> Data for this task:
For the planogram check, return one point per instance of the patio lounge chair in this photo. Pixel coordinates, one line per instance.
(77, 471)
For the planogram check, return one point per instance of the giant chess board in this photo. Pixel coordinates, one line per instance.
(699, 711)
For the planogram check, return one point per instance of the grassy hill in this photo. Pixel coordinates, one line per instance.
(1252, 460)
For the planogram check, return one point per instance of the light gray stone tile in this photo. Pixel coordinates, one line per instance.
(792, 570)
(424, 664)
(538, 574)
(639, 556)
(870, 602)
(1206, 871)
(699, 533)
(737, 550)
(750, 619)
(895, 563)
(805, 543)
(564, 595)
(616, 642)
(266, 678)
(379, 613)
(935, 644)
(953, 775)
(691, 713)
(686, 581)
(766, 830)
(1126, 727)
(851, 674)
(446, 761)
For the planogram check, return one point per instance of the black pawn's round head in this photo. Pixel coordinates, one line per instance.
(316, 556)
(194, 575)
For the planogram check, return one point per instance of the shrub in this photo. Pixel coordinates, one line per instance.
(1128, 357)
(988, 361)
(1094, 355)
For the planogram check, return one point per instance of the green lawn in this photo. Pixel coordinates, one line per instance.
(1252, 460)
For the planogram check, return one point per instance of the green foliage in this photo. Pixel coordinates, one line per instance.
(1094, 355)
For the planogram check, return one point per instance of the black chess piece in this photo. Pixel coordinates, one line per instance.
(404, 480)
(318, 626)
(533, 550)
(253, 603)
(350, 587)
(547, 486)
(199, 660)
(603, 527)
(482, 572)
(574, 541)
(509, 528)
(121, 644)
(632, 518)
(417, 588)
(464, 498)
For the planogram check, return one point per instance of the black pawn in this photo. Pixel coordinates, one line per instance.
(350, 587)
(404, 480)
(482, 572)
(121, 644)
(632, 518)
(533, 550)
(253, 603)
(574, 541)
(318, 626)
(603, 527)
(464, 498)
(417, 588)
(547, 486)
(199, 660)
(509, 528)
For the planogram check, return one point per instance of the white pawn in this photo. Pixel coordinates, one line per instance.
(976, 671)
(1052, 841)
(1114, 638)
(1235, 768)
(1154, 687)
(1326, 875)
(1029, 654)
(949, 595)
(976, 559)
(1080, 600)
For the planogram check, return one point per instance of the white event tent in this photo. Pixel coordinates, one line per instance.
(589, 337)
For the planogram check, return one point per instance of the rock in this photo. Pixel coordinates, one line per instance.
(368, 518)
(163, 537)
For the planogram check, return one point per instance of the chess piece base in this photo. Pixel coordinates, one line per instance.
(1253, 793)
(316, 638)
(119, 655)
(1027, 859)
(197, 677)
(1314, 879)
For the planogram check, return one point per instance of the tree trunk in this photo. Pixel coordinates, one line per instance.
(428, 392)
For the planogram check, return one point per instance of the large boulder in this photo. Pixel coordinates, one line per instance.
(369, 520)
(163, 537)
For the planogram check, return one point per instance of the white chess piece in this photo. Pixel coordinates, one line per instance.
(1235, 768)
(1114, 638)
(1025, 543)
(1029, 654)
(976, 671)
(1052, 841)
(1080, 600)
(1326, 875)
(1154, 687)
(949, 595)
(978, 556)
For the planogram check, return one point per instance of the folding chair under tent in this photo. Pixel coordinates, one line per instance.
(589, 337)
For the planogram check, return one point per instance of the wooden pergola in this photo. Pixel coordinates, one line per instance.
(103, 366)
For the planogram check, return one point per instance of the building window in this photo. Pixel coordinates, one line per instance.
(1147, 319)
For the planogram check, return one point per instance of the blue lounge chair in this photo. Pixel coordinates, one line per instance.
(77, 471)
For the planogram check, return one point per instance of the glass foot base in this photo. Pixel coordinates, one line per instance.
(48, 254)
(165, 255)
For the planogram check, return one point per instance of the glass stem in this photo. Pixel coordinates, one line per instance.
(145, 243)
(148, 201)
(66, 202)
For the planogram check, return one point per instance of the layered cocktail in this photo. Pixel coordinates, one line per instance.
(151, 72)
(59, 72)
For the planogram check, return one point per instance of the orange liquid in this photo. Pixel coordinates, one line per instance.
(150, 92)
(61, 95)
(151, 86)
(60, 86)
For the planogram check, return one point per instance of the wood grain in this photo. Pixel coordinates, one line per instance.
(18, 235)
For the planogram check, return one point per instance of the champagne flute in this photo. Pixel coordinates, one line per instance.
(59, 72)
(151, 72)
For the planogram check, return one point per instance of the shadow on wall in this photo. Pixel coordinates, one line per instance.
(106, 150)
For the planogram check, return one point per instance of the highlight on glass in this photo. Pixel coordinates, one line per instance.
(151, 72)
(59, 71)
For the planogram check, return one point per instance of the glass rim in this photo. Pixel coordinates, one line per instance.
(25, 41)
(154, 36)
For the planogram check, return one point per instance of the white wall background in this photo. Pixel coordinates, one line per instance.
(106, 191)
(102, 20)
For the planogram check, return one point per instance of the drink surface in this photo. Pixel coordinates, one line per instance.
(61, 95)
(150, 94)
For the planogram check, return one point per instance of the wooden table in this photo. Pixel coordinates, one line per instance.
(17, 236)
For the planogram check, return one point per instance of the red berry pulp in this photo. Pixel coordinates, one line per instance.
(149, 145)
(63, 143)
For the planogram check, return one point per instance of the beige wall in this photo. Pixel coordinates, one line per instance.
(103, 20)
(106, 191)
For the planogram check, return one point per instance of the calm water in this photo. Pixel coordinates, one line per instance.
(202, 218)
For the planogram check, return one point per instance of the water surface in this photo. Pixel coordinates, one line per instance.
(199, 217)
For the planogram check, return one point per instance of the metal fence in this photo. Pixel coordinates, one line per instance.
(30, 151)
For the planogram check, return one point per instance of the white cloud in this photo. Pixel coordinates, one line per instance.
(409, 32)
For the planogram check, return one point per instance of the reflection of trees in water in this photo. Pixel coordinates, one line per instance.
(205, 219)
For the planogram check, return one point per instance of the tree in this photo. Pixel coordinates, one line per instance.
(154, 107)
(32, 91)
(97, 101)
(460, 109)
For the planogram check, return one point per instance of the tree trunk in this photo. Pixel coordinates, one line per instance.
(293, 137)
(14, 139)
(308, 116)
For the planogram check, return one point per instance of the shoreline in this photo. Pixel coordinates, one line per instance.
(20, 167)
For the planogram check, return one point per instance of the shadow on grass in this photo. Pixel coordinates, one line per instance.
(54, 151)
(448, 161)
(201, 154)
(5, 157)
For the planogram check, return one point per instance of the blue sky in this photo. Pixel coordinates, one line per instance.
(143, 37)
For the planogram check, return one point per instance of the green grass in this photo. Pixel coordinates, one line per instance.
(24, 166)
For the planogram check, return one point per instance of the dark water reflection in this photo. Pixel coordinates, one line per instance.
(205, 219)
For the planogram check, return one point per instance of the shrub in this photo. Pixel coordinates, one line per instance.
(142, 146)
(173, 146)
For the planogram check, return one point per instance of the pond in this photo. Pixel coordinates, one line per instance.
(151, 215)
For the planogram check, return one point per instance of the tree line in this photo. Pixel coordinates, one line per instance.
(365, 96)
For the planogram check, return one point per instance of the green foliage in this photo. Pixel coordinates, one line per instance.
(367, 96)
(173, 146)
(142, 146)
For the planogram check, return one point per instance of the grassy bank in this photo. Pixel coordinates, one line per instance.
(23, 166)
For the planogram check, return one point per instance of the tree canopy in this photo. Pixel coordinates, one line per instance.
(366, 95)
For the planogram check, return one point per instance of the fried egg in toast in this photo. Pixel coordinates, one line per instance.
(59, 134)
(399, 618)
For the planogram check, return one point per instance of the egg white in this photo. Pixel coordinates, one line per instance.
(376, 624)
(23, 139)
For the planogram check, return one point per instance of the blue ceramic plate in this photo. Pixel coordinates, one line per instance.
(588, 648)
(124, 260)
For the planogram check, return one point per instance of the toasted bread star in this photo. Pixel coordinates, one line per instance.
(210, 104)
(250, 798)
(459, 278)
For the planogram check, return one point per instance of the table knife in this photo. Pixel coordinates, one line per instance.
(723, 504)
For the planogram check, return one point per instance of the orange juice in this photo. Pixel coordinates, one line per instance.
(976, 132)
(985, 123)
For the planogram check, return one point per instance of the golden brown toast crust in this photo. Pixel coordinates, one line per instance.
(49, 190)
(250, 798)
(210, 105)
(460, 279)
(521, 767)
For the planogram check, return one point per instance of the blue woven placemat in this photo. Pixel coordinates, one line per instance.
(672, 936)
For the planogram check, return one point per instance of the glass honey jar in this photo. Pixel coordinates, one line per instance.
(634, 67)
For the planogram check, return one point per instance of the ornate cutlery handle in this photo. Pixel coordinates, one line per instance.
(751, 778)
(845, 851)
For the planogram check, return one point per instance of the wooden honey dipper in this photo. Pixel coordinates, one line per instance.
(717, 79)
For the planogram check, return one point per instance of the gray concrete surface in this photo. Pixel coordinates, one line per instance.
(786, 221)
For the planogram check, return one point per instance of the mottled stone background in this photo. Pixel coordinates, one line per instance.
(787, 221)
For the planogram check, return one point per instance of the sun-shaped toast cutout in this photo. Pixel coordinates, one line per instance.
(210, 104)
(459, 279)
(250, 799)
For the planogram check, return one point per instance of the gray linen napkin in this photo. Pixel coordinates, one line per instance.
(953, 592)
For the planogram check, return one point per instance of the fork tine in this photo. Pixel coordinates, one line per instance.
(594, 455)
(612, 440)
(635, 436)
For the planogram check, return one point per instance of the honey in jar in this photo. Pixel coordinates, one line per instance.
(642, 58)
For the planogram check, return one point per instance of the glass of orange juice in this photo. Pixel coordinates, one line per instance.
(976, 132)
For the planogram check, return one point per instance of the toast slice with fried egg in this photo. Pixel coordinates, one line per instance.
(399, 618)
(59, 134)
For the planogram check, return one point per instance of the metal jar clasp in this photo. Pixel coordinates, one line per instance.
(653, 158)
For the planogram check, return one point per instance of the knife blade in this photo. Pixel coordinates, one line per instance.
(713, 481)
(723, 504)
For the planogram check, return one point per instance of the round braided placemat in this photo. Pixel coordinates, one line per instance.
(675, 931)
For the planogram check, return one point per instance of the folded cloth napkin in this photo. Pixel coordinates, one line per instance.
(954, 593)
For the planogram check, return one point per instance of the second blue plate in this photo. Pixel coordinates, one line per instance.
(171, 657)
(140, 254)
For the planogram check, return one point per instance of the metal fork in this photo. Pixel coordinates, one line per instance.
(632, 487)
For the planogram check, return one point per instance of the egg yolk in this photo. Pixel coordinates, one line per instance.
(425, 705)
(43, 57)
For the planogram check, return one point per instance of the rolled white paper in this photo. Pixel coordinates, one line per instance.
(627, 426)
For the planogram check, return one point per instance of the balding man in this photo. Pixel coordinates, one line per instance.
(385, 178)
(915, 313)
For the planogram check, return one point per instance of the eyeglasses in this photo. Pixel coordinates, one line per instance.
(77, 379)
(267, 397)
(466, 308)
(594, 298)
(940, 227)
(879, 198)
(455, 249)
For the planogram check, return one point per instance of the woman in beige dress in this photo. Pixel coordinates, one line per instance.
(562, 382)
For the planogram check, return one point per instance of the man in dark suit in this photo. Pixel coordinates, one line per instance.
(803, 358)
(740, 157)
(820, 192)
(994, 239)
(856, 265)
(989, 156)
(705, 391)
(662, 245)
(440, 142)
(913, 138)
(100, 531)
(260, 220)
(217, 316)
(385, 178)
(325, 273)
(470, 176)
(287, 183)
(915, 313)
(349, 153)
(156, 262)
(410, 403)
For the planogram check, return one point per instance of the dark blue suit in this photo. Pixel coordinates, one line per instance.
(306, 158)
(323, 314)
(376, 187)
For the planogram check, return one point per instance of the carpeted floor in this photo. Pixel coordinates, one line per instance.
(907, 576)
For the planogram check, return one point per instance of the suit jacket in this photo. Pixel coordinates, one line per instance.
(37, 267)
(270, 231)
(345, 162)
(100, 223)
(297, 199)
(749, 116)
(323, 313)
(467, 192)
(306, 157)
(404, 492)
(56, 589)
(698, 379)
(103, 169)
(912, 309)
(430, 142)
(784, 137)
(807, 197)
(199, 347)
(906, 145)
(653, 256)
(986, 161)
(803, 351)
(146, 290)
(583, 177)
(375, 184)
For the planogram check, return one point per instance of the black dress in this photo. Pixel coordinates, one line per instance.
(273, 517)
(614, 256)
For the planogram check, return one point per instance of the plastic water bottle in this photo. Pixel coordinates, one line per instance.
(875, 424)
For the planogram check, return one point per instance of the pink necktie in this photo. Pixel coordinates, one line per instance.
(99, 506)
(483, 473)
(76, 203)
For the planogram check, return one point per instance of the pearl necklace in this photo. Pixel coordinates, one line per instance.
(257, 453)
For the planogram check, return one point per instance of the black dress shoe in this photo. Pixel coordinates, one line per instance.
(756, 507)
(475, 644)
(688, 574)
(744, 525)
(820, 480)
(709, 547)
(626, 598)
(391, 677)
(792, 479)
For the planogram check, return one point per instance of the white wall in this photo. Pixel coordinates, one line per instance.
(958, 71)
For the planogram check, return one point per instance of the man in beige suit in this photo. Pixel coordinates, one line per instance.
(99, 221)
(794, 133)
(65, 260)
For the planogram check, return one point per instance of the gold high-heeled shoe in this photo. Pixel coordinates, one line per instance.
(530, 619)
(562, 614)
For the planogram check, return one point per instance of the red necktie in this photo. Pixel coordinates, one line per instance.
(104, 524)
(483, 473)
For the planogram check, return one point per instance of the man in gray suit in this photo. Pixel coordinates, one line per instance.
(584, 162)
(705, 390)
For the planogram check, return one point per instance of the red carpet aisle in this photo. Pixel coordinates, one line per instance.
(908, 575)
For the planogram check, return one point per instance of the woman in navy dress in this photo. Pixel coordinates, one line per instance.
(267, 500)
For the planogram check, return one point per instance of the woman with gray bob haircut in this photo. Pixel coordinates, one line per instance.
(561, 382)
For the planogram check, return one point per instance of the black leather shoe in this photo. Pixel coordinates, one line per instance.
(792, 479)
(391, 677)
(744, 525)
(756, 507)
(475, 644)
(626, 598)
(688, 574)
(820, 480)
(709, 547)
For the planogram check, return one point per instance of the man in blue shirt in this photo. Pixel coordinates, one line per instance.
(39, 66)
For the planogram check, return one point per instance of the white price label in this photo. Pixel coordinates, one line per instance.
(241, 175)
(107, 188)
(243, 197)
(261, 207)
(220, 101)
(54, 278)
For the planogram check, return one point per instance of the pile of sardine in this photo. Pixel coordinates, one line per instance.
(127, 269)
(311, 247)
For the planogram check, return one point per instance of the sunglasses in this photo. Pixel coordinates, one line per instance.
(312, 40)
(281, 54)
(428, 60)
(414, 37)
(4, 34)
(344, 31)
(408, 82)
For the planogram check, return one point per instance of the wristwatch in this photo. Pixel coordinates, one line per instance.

> What the task requires: Transcribe the records above exactly, but only from the line that contains "the woman with" through their final line, inclusive.

> Output of the exercise:
For the planogram check, return one point per instance of the woman with gray bob haircut in this photo. Pixel coordinates, one line per instance.
(561, 382)
For the planogram check, return one point per instance of the black leather shoe in this photo. Pixel coordinates, one line per instance.
(792, 479)
(391, 677)
(744, 525)
(756, 507)
(475, 644)
(626, 598)
(688, 574)
(820, 480)
(709, 547)
For the planogram check, return one point per instance of the man in blue shirt in this photo. Pixel coordinates, one line per instance.
(39, 66)
For the planogram check, return one point per instance of the white price label in this photo. Pixel coordinates, one line per instance.
(241, 175)
(107, 188)
(243, 197)
(261, 207)
(220, 101)
(54, 278)
For the planogram check, return one point per instance of the pile of sardine in this photo. Pixel coordinates, one line per instance.
(127, 269)
(311, 247)
For the planogram check, return one point per instance of the sunglasses in this photo. Pixel coordinates, one line per instance.
(312, 40)
(281, 54)
(428, 60)
(414, 37)
(4, 34)
(344, 31)
(408, 82)
For the planogram check, return one point per instance of the wristwatch in this photo. Pixel coordinates, one line per instance.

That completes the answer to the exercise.